SUPPLIED RECORDS:
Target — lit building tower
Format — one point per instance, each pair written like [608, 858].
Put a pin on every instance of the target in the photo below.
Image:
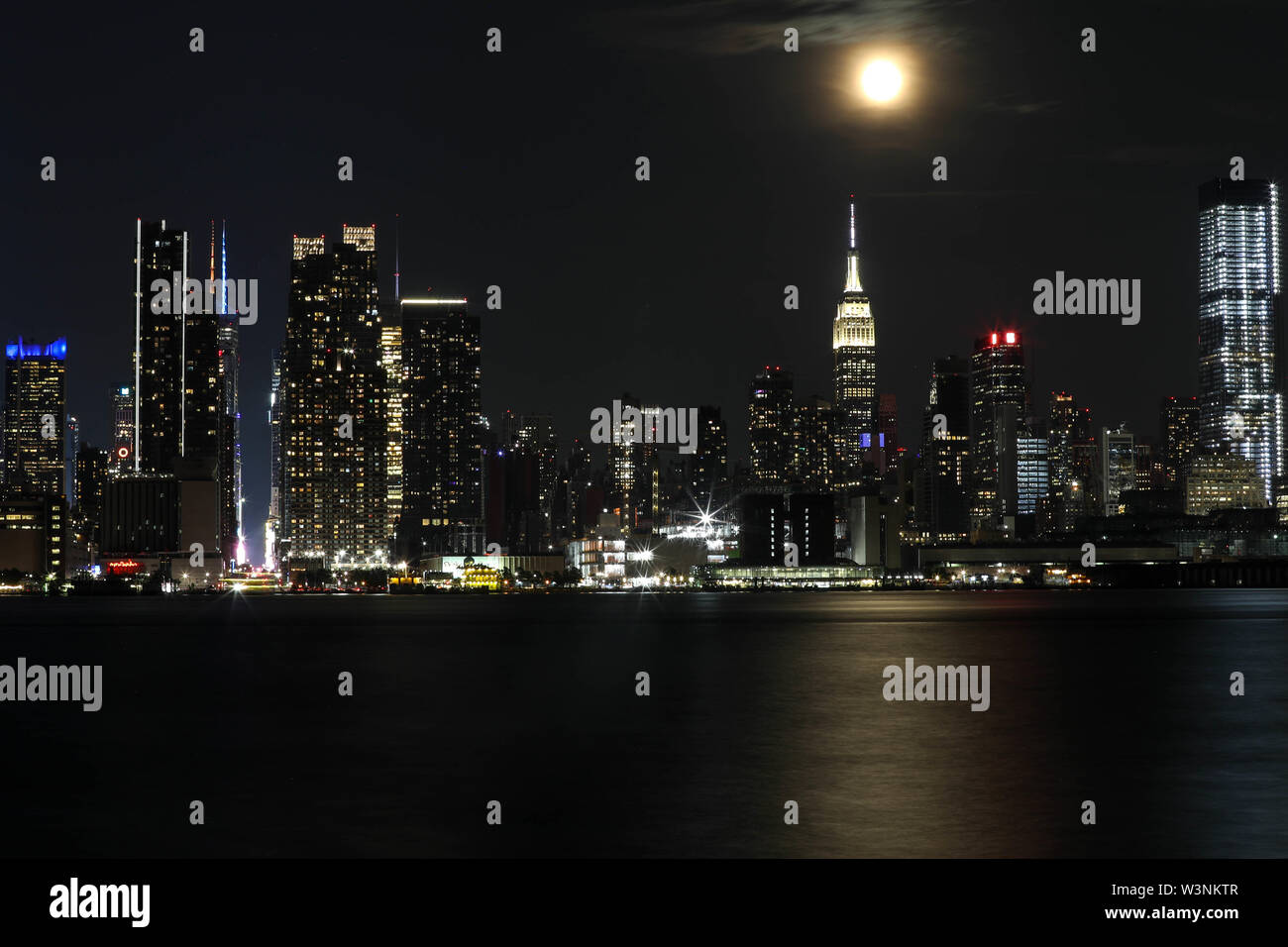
[1061, 420]
[623, 460]
[230, 357]
[1179, 421]
[771, 428]
[123, 428]
[888, 429]
[334, 433]
[943, 478]
[69, 464]
[1117, 468]
[35, 406]
[443, 429]
[999, 407]
[1240, 328]
[537, 436]
[273, 525]
[390, 360]
[160, 254]
[709, 463]
[854, 368]
[814, 455]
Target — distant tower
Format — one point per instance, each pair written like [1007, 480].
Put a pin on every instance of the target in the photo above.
[160, 254]
[35, 403]
[999, 406]
[771, 424]
[854, 368]
[442, 424]
[1240, 329]
[333, 403]
[230, 368]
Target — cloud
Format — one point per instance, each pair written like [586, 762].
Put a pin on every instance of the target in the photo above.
[737, 27]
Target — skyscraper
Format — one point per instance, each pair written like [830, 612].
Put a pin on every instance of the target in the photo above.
[1179, 423]
[1240, 324]
[443, 429]
[123, 428]
[35, 407]
[854, 368]
[69, 464]
[709, 463]
[999, 407]
[333, 423]
[943, 478]
[390, 360]
[275, 483]
[814, 457]
[771, 424]
[230, 369]
[160, 357]
[1119, 468]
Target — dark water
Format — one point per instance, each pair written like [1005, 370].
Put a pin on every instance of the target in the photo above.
[1120, 697]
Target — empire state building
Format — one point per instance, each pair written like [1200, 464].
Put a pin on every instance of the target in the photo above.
[854, 368]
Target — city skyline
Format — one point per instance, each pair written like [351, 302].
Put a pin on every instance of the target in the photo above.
[1020, 457]
[497, 188]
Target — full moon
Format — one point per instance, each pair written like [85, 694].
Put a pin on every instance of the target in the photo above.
[881, 80]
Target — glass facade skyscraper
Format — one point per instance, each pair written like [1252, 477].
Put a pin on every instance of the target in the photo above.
[1240, 324]
[854, 368]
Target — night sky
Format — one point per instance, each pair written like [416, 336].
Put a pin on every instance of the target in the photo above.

REQUEST:
Swap "Put a pin on" for "Place a marker on" throughout the records above and give all their lines again, leaving the pictures out and keeping everything else unchanged.

OUTPUT FOR THIS EXERCISE:
Target — lit building tower
Format — one point per instance, each pair written like [608, 858].
Place a marker on every instance of the target in the photo below.
Image:
[1061, 420]
[623, 460]
[230, 357]
[1179, 421]
[771, 428]
[123, 428]
[888, 429]
[334, 433]
[943, 478]
[69, 464]
[1117, 468]
[35, 406]
[443, 429]
[999, 407]
[1240, 328]
[537, 436]
[273, 525]
[390, 360]
[160, 254]
[709, 463]
[854, 368]
[814, 455]
Target — distant tower
Format — one point per instance, each pair written like [1007, 480].
Place a marker on every instance of the target in the photo above.
[160, 254]
[35, 403]
[999, 406]
[771, 424]
[854, 368]
[442, 424]
[1240, 329]
[333, 403]
[230, 368]
Target — cloud
Format — one point per instance, each pair written like [586, 762].
Place a marker on every instance of the target in the photo above.
[737, 27]
Target — skyscraper
Format — one point per instance, each pair written like [830, 612].
Place a marker on every instance of the target in the photo above.
[1179, 423]
[1240, 324]
[443, 429]
[123, 428]
[35, 407]
[854, 368]
[69, 464]
[709, 463]
[999, 407]
[333, 423]
[943, 478]
[390, 360]
[275, 483]
[814, 457]
[771, 424]
[230, 369]
[160, 357]
[1119, 468]
Target — dark water
Format — one point per instance, each pair written like [1005, 370].
Place a marker on every instance of the target in the photo above.
[1120, 697]
Target — empire state building
Format — one point per instance, each pair written like [1200, 464].
Place a marker on every instance of the target in the photo above.
[854, 368]
Target — city skyline
Format — one point per instance, each pair written like [351, 302].
Place a marker on every instance of the target in the photo above.
[1020, 457]
[497, 188]
Target — full moon
Format — one point per instance, each pair written like [85, 694].
Place a marker on every instance of the target in the photo above.
[881, 80]
Target — glass facade skyscraper
Format — one point per instance, each pair written like [1252, 477].
Place a marker on every instance of the target in the photo above.
[1240, 324]
[854, 368]
Target — night sky
Format — one point per instance, each pair written like [416, 336].
Place a marker on every instance of the target in the photo above.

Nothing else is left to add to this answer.